• [WHAT YOU SHOULD DO] Your answer should be only the lines below from the one with "Need: one point for each instance of the light" to the one with "Need: one point for each instance of the kitchen", repeated exactly, ends included.

• [RECORDS SUPPLIED]
────

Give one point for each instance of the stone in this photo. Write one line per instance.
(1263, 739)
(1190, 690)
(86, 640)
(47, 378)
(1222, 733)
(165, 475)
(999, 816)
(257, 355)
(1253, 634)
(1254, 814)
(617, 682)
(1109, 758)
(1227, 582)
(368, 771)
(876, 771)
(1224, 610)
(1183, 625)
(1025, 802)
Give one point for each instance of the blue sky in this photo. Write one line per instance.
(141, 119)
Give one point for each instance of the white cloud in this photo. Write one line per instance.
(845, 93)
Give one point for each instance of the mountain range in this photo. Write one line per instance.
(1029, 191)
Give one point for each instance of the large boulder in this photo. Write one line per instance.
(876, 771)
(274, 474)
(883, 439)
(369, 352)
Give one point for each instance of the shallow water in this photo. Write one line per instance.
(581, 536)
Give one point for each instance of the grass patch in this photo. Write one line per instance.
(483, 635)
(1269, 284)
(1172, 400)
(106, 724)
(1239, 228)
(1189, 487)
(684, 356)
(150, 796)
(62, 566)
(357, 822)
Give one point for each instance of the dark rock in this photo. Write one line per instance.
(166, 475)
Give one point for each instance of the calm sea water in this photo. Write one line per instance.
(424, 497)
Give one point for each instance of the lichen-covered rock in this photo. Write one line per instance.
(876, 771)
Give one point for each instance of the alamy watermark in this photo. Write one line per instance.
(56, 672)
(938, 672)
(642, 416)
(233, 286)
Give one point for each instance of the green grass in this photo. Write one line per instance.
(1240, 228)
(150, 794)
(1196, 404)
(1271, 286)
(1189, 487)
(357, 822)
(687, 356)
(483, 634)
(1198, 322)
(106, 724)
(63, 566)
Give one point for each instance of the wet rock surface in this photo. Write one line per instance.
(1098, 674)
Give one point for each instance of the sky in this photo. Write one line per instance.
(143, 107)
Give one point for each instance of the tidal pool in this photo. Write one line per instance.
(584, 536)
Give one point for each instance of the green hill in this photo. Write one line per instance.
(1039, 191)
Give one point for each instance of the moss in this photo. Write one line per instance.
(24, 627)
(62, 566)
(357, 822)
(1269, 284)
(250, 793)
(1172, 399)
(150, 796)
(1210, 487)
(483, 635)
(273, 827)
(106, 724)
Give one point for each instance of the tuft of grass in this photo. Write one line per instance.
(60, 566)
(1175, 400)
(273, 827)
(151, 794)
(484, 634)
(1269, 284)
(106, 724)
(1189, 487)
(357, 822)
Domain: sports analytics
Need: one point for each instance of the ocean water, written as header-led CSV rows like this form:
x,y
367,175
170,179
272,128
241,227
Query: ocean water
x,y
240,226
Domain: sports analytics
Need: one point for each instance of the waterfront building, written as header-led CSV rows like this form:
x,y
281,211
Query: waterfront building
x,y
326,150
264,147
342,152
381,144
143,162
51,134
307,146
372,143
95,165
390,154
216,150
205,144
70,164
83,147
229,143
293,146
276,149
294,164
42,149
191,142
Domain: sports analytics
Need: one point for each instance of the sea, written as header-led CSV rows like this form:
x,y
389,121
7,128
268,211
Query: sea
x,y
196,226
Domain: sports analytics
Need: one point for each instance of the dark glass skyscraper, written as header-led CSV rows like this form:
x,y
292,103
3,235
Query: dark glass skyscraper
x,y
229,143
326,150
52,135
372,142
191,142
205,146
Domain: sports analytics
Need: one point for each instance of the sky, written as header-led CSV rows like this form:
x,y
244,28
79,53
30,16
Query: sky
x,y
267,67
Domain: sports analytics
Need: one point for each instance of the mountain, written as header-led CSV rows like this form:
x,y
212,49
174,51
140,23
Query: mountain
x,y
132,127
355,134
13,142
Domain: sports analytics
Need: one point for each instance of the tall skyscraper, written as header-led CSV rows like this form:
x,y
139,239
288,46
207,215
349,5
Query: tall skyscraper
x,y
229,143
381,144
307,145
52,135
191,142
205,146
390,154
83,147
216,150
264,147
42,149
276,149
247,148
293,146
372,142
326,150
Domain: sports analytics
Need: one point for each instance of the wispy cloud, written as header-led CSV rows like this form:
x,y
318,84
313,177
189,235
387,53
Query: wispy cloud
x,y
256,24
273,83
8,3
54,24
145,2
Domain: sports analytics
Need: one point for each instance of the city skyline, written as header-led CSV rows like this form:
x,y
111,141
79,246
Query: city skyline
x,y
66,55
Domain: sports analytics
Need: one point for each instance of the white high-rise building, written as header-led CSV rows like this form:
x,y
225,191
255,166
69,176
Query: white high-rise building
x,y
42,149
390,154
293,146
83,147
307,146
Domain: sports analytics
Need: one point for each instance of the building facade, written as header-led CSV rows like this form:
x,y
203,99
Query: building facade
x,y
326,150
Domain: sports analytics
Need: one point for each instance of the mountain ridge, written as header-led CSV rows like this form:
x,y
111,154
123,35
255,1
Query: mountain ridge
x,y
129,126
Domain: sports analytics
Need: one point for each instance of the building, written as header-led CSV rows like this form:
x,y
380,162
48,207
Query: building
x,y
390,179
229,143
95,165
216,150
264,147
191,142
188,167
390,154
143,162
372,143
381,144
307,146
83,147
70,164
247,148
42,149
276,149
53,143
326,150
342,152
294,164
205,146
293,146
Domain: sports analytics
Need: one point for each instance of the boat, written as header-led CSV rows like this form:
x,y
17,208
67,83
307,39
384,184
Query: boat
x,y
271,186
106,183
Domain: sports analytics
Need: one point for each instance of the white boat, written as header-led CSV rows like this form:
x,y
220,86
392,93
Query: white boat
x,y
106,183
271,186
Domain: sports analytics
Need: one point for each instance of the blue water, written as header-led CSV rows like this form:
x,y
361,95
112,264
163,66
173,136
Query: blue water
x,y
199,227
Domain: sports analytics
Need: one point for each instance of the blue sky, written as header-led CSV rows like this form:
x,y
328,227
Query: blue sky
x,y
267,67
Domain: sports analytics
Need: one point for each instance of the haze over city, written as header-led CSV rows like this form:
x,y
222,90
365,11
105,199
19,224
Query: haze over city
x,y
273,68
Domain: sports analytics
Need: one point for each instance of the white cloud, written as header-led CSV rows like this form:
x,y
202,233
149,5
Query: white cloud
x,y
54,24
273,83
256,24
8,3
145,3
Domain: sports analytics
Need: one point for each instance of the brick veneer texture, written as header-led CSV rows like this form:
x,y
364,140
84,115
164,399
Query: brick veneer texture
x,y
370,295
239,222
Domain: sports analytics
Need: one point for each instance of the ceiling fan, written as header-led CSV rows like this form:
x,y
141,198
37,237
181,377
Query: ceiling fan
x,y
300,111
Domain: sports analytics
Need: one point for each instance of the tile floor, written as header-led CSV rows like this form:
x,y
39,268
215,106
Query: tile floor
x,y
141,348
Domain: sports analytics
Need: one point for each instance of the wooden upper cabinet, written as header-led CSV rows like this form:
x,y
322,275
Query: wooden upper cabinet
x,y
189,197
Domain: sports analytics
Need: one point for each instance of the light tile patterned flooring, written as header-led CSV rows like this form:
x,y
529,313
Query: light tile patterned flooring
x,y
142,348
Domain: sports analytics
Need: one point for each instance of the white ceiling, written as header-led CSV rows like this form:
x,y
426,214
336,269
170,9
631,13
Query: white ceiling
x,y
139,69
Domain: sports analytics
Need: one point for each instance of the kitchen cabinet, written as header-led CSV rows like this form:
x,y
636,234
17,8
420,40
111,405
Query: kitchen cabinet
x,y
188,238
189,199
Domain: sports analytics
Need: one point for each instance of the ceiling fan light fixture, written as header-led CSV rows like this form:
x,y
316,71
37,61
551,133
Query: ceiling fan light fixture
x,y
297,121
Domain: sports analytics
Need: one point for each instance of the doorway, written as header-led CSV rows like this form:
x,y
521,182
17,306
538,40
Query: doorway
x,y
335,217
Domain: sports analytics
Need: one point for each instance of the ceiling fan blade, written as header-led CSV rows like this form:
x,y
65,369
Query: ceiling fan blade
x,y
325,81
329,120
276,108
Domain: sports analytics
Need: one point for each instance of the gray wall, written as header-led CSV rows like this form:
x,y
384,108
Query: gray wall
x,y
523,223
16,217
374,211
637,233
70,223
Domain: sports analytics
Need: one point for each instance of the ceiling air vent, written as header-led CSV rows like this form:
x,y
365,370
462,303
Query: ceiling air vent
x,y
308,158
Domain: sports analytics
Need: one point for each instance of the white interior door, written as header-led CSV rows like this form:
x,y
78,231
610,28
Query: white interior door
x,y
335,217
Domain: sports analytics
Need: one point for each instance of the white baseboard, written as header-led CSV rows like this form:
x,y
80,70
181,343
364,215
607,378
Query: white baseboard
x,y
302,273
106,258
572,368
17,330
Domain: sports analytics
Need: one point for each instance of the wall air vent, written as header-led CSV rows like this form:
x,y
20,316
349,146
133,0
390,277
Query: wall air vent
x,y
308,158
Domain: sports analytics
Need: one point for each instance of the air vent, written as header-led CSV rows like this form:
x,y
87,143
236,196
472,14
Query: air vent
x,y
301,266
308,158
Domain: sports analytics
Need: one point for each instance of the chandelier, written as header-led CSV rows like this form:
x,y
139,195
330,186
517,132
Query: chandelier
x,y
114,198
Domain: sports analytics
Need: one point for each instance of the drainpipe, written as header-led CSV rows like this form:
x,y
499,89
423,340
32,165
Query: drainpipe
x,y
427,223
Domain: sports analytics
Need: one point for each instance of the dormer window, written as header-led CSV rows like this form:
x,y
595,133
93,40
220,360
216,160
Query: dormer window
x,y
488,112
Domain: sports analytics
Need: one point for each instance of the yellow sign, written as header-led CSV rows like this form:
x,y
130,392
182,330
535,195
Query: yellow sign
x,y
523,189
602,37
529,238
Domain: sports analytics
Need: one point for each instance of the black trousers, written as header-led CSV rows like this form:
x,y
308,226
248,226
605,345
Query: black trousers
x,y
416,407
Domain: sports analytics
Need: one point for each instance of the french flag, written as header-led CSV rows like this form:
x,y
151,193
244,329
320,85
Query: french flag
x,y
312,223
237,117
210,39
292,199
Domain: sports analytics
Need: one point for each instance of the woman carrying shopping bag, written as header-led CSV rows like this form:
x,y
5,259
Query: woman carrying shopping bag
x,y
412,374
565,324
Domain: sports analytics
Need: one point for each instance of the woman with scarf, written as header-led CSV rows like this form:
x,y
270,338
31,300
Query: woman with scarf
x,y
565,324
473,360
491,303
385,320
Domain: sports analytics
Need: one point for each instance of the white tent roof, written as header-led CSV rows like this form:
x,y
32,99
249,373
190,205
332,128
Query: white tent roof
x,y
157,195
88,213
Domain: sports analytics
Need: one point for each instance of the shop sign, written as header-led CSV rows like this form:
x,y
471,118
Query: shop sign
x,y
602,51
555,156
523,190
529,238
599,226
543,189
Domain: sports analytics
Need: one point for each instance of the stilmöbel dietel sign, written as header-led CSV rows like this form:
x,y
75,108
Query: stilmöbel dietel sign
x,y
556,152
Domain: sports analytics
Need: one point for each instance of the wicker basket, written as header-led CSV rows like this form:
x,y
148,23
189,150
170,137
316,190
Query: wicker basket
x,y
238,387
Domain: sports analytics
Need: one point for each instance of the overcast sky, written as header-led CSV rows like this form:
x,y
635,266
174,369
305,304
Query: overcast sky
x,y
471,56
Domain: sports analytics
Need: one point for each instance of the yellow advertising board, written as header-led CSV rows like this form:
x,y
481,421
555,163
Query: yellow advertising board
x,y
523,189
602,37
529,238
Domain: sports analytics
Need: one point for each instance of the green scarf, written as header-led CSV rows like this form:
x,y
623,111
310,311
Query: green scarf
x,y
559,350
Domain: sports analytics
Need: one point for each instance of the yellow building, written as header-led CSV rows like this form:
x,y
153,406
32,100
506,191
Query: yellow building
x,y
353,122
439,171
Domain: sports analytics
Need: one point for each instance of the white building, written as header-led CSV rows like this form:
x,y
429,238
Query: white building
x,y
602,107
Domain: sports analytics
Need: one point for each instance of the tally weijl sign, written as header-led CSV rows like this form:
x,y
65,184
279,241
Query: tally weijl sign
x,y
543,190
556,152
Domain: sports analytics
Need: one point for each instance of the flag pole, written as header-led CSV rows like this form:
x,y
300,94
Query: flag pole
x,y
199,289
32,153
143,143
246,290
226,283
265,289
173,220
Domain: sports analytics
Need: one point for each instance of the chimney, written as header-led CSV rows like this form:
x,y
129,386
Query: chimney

────

• [SOLUTION FOR THIS PROBLEM]
Need: one point for each instance of the light tile patterned flooring, written as header-led CSV rows like this form:
x,y
529,313
Query: light tile patterned flooring
x,y
142,348
Domain: sports analytics
Need: one point for each instance of the white ceiling, written as header-led CSV rows like this form:
x,y
426,214
336,269
170,9
631,13
Query: white ceiling
x,y
139,69
Domain: sports analytics
Need: one point for each instance of the kitchen cabinet, written as header-led CSV rows like this form:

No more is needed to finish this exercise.